* [Dataset rows]
# # # # # # #
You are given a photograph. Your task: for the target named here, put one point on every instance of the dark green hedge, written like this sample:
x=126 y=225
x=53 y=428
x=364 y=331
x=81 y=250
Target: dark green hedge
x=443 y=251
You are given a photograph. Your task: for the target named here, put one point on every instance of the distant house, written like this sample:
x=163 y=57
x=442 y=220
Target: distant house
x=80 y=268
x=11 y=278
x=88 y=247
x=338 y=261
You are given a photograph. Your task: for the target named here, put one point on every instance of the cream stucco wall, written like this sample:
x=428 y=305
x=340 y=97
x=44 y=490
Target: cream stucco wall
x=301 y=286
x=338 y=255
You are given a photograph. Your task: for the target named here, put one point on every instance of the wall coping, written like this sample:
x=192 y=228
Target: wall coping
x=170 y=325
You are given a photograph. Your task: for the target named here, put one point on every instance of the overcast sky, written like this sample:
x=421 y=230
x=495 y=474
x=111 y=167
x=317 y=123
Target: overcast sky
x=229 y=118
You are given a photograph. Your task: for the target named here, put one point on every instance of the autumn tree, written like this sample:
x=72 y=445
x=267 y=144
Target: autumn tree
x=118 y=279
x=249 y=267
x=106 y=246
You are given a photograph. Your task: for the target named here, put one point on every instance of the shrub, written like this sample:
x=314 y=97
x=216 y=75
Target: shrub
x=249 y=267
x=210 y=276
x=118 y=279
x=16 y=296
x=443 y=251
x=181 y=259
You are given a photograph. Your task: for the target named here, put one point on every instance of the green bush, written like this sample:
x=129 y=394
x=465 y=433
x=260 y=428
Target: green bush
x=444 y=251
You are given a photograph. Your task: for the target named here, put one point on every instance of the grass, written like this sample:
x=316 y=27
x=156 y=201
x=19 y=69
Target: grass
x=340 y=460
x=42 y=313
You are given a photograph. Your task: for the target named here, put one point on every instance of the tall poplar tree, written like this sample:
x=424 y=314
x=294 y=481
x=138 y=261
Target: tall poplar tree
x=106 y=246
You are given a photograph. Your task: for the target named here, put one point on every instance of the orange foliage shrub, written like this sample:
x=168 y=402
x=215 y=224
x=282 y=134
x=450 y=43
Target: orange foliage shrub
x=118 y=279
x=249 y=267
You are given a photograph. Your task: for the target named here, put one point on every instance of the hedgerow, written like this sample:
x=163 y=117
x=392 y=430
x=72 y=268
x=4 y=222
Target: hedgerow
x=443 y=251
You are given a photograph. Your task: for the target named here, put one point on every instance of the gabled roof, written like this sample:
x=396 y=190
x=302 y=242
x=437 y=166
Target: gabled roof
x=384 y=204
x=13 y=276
# # # # # # #
* [What the task asks] Output the whole listing above again, word for word.

* [Response]
You are given a photograph. Your task: for the target named here, put one point on every instance of the dark green hedge, written like this sample:
x=126 y=225
x=53 y=428
x=364 y=331
x=81 y=250
Target: dark green hedge
x=443 y=251
You are given a photograph. Your task: for the target named here, put one point on every instance of the distant house, written like this sample:
x=163 y=57
x=442 y=220
Target: distant house
x=80 y=268
x=11 y=278
x=88 y=247
x=338 y=261
You are given a photograph. Your task: for the target named here, put one point on every instance of the cream stucco wall, written like this sample:
x=428 y=305
x=340 y=97
x=44 y=490
Target: cream stucco wall
x=301 y=286
x=338 y=255
You are given a photograph. Your task: for the target named here, put one point on every instance of the wall coping, written like this sample:
x=192 y=228
Target: wall coping
x=170 y=325
You are given a photograph. Your task: for the target named here, put one point on every instance of the overcast sky, written like this sample:
x=421 y=230
x=495 y=474
x=111 y=167
x=317 y=123
Target: overcast sky
x=229 y=118
You are given a photograph. Your task: for the target named here, put one point on every instance of the autumn tree, written like this sample:
x=72 y=445
x=267 y=144
Target: autumn tree
x=118 y=279
x=249 y=267
x=106 y=246
You are given a photograph. Your task: for the target named here, put one point on every instance of the shrub, written like this sample:
x=314 y=97
x=216 y=75
Target: shrub
x=249 y=267
x=210 y=276
x=118 y=279
x=16 y=296
x=443 y=251
x=181 y=259
You are given a photograph. Your task: for the target named here, put one point on every instance of the green bush, written like this sample:
x=129 y=394
x=465 y=433
x=260 y=428
Target: green bush
x=444 y=251
You are given a photograph. Your task: for the target named here, put one point on every instance of the grass, written like this sample:
x=316 y=27
x=156 y=201
x=19 y=69
Target: grass
x=340 y=460
x=42 y=313
You are given a photograph. Your task: for the target named here, put one point on every instance of the tall poplar tree, written like this sample:
x=424 y=314
x=294 y=481
x=138 y=261
Target: tall poplar tree
x=106 y=246
You are given a photograph. Your task: for the target named here, put one point on every instance of the orange foliage shrub, written like this sample:
x=168 y=402
x=215 y=224
x=282 y=134
x=450 y=43
Target: orange foliage shrub
x=118 y=279
x=249 y=267
You are given a photograph. Your task: for the target named here, put one point on every instance of the hedgerow, written like this sample:
x=163 y=117
x=392 y=430
x=72 y=268
x=4 y=222
Target: hedgerow
x=443 y=251
You are given a photograph. Your task: for the target named here, put one point on every instance of the gabled roof, written like this sample:
x=396 y=190
x=302 y=242
x=437 y=166
Target: gabled roof
x=384 y=204
x=13 y=276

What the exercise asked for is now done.